Start of Block

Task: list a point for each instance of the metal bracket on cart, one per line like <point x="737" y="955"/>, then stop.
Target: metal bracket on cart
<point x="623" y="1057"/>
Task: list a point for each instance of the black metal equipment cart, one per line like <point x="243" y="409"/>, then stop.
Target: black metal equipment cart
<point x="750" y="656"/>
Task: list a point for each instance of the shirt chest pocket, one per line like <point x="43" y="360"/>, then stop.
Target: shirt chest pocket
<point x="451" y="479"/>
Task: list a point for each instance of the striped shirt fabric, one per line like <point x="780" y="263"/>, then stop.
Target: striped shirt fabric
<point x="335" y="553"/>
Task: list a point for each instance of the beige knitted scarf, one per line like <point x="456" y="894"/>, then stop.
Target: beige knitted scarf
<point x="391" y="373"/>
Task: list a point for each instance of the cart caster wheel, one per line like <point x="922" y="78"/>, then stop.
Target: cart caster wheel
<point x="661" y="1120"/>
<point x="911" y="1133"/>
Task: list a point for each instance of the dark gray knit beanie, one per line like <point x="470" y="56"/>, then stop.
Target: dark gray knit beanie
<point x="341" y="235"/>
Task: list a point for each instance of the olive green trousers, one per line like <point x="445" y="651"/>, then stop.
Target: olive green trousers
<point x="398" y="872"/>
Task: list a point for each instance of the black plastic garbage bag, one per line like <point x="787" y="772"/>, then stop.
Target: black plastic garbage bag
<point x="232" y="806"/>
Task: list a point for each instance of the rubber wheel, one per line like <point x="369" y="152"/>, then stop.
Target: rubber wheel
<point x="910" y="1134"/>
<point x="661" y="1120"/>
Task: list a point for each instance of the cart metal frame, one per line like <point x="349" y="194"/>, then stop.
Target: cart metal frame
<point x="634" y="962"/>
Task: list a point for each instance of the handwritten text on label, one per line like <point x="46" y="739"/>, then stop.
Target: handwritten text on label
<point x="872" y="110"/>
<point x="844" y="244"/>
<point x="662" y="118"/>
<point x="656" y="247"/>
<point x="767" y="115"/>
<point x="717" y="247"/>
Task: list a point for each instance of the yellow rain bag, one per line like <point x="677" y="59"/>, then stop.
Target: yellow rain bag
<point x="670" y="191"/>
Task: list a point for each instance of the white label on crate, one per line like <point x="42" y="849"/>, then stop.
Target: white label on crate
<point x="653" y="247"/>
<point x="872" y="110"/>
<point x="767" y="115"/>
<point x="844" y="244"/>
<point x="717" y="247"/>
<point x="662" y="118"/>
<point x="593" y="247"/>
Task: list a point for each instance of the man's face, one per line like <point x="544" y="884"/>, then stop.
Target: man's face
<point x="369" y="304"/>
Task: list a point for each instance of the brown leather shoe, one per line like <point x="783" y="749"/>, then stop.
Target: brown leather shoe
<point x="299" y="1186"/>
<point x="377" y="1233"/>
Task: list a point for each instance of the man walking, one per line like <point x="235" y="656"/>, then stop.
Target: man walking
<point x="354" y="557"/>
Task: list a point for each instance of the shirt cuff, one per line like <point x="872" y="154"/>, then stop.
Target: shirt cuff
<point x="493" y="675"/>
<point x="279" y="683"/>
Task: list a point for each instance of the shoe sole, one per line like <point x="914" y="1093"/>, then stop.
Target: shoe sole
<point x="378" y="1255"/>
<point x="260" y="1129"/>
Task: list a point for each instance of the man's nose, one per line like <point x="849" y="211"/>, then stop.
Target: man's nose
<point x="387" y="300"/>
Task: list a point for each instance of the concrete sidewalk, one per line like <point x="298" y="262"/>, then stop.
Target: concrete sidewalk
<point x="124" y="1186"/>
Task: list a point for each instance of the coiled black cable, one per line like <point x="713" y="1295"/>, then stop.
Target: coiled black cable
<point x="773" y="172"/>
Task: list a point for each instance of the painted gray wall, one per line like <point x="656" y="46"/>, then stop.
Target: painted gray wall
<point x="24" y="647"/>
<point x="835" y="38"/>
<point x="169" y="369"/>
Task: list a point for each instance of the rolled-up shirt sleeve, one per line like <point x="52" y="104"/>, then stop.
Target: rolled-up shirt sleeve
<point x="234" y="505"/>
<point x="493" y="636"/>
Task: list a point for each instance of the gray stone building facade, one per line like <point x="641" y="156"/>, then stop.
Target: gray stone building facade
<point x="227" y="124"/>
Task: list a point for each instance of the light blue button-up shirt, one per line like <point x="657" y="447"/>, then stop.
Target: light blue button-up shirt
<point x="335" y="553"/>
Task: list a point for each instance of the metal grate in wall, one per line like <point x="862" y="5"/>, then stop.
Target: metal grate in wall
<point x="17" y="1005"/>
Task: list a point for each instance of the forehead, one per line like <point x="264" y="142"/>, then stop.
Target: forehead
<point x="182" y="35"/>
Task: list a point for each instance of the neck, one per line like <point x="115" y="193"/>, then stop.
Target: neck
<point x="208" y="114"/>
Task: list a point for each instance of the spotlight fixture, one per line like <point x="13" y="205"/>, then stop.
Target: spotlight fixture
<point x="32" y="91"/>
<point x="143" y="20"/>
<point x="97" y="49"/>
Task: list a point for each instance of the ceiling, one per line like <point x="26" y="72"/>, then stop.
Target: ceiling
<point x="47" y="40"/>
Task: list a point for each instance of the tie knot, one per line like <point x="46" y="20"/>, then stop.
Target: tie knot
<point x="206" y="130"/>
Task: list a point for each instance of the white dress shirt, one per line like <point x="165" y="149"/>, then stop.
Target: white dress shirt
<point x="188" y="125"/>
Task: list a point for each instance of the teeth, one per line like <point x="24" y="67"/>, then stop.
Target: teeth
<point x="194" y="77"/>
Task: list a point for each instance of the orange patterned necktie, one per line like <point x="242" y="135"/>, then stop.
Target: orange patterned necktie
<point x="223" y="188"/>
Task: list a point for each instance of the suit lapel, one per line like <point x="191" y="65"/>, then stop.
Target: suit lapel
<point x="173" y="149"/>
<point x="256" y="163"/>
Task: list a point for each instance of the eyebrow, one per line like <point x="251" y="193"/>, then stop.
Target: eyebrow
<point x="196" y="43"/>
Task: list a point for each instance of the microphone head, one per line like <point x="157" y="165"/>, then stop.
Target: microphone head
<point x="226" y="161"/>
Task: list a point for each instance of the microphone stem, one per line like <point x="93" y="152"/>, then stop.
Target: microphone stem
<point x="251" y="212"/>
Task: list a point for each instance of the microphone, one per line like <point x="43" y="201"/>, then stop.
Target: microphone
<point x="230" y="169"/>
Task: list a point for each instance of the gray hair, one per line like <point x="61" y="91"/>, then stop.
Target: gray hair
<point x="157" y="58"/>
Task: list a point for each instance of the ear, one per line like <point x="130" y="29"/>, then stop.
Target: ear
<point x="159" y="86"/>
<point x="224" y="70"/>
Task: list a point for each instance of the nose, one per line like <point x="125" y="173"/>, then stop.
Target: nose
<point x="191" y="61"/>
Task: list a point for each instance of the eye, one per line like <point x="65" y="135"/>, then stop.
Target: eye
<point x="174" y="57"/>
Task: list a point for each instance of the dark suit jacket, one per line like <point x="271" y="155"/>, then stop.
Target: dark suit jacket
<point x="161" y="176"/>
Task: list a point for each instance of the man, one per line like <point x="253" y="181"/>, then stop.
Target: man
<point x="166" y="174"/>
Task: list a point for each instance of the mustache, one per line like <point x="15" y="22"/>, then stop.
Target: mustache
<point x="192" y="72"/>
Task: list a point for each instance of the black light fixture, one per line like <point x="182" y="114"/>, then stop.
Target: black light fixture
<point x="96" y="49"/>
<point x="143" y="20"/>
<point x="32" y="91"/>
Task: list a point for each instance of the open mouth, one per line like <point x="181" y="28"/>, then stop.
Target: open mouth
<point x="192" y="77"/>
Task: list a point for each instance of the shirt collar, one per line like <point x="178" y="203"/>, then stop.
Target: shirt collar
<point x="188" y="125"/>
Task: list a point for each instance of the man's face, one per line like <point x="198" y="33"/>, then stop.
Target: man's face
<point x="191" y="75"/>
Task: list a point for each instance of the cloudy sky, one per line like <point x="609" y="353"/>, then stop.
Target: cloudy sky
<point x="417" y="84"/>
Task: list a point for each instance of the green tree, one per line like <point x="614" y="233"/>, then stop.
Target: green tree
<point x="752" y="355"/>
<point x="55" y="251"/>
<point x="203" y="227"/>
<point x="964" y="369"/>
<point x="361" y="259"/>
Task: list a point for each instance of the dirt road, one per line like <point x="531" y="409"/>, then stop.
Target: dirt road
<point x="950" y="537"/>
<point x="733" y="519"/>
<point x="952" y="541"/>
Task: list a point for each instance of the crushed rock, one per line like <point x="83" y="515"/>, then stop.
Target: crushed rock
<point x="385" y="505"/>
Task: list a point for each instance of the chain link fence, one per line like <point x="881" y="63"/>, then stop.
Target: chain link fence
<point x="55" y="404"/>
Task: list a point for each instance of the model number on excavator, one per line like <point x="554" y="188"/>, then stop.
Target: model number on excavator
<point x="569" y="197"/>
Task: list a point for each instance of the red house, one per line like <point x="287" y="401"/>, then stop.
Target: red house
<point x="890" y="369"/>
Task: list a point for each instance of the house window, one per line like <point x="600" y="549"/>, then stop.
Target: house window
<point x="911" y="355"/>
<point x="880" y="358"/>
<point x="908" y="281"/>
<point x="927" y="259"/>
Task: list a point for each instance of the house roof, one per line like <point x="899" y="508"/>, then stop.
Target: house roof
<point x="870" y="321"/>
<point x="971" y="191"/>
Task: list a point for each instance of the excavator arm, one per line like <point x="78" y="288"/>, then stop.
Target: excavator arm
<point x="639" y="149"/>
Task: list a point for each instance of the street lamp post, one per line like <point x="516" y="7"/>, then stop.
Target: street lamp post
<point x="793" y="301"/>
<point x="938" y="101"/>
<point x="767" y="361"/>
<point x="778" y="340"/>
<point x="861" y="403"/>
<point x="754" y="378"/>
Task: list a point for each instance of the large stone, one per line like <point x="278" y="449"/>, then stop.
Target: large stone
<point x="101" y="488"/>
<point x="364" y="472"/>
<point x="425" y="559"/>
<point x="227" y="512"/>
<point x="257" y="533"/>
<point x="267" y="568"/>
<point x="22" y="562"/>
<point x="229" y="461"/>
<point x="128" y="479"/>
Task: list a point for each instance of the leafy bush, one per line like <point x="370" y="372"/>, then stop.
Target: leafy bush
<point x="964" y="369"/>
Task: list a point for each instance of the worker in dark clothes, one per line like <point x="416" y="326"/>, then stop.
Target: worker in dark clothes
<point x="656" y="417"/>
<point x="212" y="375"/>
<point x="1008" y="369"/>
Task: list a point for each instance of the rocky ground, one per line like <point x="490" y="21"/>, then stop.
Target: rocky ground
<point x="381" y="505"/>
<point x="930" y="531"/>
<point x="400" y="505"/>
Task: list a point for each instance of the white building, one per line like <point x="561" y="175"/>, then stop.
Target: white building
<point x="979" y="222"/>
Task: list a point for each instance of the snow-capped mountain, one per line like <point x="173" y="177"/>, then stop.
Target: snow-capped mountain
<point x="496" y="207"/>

End of Block

Task details
In the records above, find the line containing "Task: list a point for each instance of the rubber" and restate word for word every line from the first through that one.

Answer space
Task: list a point for each instance of the metal bracket on cart, one per line like <point x="737" y="955"/>, then stop.
Target: metal bracket on cart
<point x="623" y="1057"/>
Task: list a point for each instance of the black metal equipment cart, one per line like <point x="243" y="409"/>, then stop.
Target: black metal equipment cart
<point x="750" y="656"/>
Task: list a point for each instance of the shirt chest pocket, one per line like <point x="43" y="360"/>, then stop.
Target: shirt chest pocket
<point x="451" y="479"/>
Task: list a point for each instance of the striped shirt fabric, one per line like <point x="780" y="263"/>, then stop.
Target: striped shirt fabric
<point x="335" y="553"/>
Task: list a point for each instance of the beige knitted scarf, one per line like <point x="456" y="894"/>, then stop.
Target: beige knitted scarf
<point x="391" y="373"/>
Task: list a point for each instance of the cart caster wheel, one per line like <point x="922" y="78"/>, then stop.
Target: cart caster wheel
<point x="661" y="1120"/>
<point x="911" y="1133"/>
Task: list a point for each instance of the dark gray knit beanie, one per line like <point x="470" y="56"/>, then stop.
Target: dark gray knit beanie
<point x="341" y="235"/>
Task: list a point for each instance of the olive green trousers, one per line like <point x="445" y="651"/>, then stop.
Target: olive green trousers
<point x="398" y="872"/>
Task: list a point for each instance of the black plastic garbage bag, one per line like <point x="787" y="772"/>, then stop.
Target: black plastic garbage bag
<point x="232" y="806"/>
Task: list a point for each instance of the rubber wheel, one per line like <point x="369" y="152"/>, then stop.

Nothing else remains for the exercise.